Pointing dataset excerpts:
--------------------------------
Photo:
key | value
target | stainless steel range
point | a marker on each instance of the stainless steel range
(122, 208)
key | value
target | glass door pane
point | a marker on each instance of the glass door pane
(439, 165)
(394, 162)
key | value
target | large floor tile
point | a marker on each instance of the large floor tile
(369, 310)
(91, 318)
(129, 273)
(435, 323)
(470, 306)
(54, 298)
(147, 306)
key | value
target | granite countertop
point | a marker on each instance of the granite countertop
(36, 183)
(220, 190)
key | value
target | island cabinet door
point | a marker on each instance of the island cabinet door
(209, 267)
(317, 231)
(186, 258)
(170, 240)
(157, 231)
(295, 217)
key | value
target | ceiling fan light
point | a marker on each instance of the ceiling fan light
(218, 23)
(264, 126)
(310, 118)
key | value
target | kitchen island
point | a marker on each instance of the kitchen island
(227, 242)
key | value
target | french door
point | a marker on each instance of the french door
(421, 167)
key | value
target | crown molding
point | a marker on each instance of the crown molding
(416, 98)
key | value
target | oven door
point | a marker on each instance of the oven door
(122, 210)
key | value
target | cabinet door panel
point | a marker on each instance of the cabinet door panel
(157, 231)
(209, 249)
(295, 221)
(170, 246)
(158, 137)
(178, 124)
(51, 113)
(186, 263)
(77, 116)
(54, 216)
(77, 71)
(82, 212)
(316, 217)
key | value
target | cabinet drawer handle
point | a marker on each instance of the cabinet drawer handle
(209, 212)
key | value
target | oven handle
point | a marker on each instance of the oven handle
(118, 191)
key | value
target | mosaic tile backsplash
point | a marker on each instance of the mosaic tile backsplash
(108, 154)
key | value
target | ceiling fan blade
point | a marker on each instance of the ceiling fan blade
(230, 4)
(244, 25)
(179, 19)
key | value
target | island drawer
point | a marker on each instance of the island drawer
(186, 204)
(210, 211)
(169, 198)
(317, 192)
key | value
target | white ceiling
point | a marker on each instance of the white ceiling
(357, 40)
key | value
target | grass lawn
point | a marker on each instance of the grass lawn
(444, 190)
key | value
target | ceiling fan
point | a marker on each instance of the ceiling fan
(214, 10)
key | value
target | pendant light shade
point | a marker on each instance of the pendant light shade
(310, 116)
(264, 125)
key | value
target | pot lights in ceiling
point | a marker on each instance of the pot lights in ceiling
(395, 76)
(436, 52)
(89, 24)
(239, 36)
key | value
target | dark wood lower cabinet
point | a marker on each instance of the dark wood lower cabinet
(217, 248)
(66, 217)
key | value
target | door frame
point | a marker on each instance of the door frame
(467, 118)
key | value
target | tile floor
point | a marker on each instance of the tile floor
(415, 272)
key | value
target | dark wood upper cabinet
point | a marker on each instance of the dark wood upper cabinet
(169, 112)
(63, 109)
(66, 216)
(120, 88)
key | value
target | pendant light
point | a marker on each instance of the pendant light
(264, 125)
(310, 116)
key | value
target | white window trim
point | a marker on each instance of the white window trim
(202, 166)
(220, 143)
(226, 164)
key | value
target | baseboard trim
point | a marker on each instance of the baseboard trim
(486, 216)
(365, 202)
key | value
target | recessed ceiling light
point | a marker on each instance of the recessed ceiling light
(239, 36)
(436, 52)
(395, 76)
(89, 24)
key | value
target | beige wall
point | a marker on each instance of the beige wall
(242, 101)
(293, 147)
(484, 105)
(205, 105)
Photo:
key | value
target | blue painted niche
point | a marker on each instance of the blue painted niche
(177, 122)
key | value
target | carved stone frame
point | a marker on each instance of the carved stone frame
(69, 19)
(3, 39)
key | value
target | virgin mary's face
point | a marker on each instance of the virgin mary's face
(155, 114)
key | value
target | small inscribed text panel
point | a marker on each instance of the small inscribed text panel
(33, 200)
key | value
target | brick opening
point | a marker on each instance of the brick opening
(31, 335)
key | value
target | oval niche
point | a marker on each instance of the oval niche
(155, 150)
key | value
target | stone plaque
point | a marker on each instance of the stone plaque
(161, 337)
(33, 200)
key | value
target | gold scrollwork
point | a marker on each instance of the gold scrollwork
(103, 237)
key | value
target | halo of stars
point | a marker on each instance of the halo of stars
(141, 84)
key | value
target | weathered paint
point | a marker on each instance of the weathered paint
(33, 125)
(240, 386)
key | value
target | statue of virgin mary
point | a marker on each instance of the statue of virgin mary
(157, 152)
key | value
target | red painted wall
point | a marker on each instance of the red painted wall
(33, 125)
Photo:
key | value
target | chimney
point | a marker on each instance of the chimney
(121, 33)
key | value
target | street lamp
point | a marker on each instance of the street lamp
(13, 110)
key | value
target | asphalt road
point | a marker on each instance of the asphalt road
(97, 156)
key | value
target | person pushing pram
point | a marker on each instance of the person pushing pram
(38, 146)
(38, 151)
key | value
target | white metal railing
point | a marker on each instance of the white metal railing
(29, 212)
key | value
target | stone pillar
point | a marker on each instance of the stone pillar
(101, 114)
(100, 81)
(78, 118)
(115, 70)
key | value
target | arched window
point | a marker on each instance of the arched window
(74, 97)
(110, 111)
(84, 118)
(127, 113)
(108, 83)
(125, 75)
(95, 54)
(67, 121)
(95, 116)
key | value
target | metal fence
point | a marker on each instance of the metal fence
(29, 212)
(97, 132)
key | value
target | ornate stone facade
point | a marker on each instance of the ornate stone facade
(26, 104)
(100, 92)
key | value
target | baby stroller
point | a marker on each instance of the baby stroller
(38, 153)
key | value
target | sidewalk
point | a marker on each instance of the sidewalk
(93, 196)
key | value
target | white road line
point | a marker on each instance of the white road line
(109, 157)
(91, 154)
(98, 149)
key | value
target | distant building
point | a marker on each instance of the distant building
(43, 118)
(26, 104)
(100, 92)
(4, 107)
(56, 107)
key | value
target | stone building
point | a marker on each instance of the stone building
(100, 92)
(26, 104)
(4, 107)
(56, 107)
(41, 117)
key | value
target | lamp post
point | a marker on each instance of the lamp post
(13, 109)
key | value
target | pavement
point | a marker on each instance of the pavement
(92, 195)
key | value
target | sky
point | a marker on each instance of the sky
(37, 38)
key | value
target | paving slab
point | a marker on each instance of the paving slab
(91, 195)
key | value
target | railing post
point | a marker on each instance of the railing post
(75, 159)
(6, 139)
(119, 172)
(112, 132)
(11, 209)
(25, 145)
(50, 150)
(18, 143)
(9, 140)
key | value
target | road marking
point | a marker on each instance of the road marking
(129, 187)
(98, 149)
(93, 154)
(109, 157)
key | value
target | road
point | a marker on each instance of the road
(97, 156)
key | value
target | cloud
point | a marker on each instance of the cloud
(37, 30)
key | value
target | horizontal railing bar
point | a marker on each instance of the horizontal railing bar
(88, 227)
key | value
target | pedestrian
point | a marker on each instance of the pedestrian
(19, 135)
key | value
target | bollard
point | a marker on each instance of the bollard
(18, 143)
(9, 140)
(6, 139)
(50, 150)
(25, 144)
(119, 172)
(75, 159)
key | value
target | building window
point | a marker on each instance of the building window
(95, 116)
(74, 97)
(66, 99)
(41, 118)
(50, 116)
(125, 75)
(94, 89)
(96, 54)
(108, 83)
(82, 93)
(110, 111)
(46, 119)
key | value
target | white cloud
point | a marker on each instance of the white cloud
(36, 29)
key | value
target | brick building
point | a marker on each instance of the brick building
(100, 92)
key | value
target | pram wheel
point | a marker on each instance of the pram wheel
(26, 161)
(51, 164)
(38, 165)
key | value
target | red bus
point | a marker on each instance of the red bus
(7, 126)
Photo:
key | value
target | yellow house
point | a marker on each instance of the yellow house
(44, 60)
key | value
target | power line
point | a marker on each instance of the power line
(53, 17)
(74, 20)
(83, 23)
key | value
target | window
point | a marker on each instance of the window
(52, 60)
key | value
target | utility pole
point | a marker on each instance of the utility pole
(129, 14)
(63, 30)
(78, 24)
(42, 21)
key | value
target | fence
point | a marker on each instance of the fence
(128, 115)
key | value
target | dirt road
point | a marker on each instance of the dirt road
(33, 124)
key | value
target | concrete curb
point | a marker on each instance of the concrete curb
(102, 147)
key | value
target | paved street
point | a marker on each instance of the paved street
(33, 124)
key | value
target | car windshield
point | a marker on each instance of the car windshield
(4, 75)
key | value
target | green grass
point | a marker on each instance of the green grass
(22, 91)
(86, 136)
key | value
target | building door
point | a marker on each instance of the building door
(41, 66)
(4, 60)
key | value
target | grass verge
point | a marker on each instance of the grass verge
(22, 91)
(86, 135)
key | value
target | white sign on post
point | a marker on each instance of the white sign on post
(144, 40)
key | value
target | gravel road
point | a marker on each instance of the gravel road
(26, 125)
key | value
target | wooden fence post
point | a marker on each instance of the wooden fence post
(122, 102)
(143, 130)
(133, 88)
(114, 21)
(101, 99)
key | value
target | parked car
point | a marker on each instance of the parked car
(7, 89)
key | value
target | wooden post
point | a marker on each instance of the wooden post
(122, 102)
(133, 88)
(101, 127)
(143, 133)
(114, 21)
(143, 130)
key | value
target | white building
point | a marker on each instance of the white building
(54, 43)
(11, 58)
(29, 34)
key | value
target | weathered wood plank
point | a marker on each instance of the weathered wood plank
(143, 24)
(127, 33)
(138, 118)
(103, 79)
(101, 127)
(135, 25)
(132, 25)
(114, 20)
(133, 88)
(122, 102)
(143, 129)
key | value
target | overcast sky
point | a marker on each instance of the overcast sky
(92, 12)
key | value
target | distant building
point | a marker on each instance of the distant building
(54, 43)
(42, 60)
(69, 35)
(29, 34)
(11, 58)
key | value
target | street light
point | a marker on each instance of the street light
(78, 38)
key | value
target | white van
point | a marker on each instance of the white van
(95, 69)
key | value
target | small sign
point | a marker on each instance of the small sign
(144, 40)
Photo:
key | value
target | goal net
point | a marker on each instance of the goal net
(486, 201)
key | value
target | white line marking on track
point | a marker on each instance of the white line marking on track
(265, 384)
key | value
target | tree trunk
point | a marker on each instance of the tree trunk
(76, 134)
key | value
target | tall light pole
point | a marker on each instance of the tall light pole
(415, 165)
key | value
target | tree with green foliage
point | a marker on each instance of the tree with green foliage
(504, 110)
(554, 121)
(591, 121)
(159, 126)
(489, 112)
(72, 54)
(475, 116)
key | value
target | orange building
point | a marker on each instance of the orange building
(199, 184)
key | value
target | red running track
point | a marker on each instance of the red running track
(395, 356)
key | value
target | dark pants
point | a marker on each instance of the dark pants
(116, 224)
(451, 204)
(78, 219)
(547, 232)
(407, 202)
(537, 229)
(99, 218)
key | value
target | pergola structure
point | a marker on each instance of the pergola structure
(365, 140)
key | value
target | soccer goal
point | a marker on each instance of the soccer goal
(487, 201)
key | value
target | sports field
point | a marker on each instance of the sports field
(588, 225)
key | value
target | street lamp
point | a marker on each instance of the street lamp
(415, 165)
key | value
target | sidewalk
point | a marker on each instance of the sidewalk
--------------------------------
Problem details:
Pull out every line of the data above that contains the word "stars", matching case exactly.

Written solution:
target | halo of stars
point | a marker on each instance of the halo of stars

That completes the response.